Objectives>
**a)** Transcribe the part of the text on investor behavior that opens with the words containing "Discipline and self-sufficiency" and closes with "in the way.".
**b)** Pick up the text on investor behavior where it stops and continue it.

Beyond fear and greed, other powerful behavioral biases can be found in almost all investors, both private and professional, and are often exhibited by enduring habits and behaviors that are very difficult to self-identify. These biases inform our bad decisions, the mistakes that we continue to make without even realizing that we are making them, let alone why.

Discipline and self-sufficiency are valuable commodities when it comes to managing your personal finances, yet we often find ourselves stuck on the bumpy road of bad decision making. We humans are hard-wired for recognizing patterns of behavior and making decisions on the patterns we already know and see, but when it comes to investing real money in real markets, our vision and judgement may be clouded by a number of fact-patterns we don’t anticipate, or worse, decided to ignore because our ego got in the way.

Nobody likes an armchair quarterback, and we don’t want to be accused of trying to be armchair psychologists! Our goal is to examine and understand some of the most prevalent behaviors that can derail your portfolio, offer ways to identify them and seek potential solutions.


As an investor, you’ve been coached, whether you know it or not, that there are worse investments and there are better investments. Maybe that’s true to some extent, but it’s time for a reality check:

There are worse investors. There are better investors.

Many good investments have suffered at the hands of worse investors, so Behavioral Investor Coaching focuses on fixing the investor, and it benefits the investor in a number of ways.

First, there is no “product bias.” 

Financial products are tools, solutions to solving very specific financial objectives. For instance, if one needs the highest amount of income, they might be best served by dividend paying equities, real estate or bonds, or something else entirely. None of the these are better investments than the other. They either fit the situation or they don’t.

All too often, a product is pushed that will more than enhance salesman’s income through high commission schemes, yet be totally wrong for the investor.


“Individual investors who ignore the prescriptive advice to buy and hold low-fee, well-diversified portfolios, generally do so to their detriment.” 1

“…apparently uninformed investors trade actively, speculatively, and to their detriment…” 2

“…many studies document that individual investors earn poor returns even before costs. Put another way, many individual investors seem to have a desire to trade actively coupled with perverse security selection ability!” 3

“…real investors tend to sell winning investments while holding on to their losing investments—a behavior dubbed the “disposition effect…among the most widely replicated observations regarding the behavior of individual investors.” 4


Self-sufficient Investor Coaching is unbiased, conflict free and commission free since it is not about pushing financial products. Its about fixing the investor; the only goal is providing behavioral learning that can make you a more grounded, more productive investor. The essential tenet of Investor Coaching is to reduce situations where you are likely to make emotional decisions, and focus on those things that are within your control (like managing risk, taxes, costs, holding periods, account types, and so forth) and seek to establish a better personal framework, a decision making process that leads to better and more consistent outcomes.

Pointing records
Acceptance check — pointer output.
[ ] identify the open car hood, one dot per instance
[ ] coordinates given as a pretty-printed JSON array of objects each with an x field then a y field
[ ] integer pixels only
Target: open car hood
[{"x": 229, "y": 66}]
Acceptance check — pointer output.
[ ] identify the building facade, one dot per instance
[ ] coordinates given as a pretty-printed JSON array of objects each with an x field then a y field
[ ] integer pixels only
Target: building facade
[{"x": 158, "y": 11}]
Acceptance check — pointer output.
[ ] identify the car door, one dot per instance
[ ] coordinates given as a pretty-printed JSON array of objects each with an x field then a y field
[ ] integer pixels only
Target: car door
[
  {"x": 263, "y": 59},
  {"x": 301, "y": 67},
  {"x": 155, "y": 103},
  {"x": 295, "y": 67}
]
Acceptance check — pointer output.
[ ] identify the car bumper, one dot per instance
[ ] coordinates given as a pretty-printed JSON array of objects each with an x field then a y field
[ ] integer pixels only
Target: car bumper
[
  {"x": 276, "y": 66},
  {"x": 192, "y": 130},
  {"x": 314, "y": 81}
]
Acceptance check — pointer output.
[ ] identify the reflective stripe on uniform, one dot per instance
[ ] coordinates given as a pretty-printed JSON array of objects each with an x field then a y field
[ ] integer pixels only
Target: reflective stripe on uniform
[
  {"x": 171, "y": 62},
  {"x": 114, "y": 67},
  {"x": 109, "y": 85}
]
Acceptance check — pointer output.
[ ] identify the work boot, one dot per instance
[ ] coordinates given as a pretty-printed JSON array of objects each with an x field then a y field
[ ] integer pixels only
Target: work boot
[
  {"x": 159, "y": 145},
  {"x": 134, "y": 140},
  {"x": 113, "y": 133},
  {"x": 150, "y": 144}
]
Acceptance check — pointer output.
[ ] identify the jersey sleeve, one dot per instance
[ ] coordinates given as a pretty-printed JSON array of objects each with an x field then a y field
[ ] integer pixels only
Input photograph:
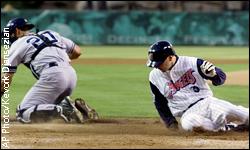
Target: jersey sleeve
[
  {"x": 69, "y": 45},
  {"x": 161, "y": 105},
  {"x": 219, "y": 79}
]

Task-by-task outputs>
**a)**
Discipline and self-sufficiency are valuable commodities when it comes to managing your personal finances, yet we often find ourselves stuck on the bumpy road of bad decision making. We humans are hard-wired for recognizing patterns of behavior and making decisions on the patterns we already know and see, but when it comes to investing real money in real markets, our vision and judgement may be clouded by a number of fact-patterns we don’t anticipate, or worse, decided to ignore because our ego got in the way.

**b)**
One method to achieve better and more consistent outcomes is to “be the market” through Passive Make, a passive investing approach; in other words buying the whole market (like the S&P 500 or the Dow Jones Industrials), or entire sectors or industries (like energy, tech, or finance), rather than the individual stocks that they are comprised of.

Look, you don’t beat the market, the market beats you. Wall Street knows that, but they are deeply invested in cultivating the errant belief that you can conquer.

“Markets are efficient,” and that investors are anything but. Wall Street knows that, too, but if they let the cat out of the bag, where does that leave them? Hey, you may not need them anymore!

Winning investing means being a better investor, not just finding better investments. Investments aren’t even half the equation.

On the other hand, goals-based investing, in the hands of a better investor, puts risk and return expectations in their proper balance so you can actually succeed.

What is successful investing?

Simply put: successful investing is defined by your having achieved your original financial goals. For instance, if your goal was being able to retire with X amount of dollars, and your projected savings rate would allow you to get there by earning, say 7%, when the markets could have given you 9%, but with more risk, and you got where you needed to be on the lower and less risky number, were you a successful investor? Hell yeah, you were!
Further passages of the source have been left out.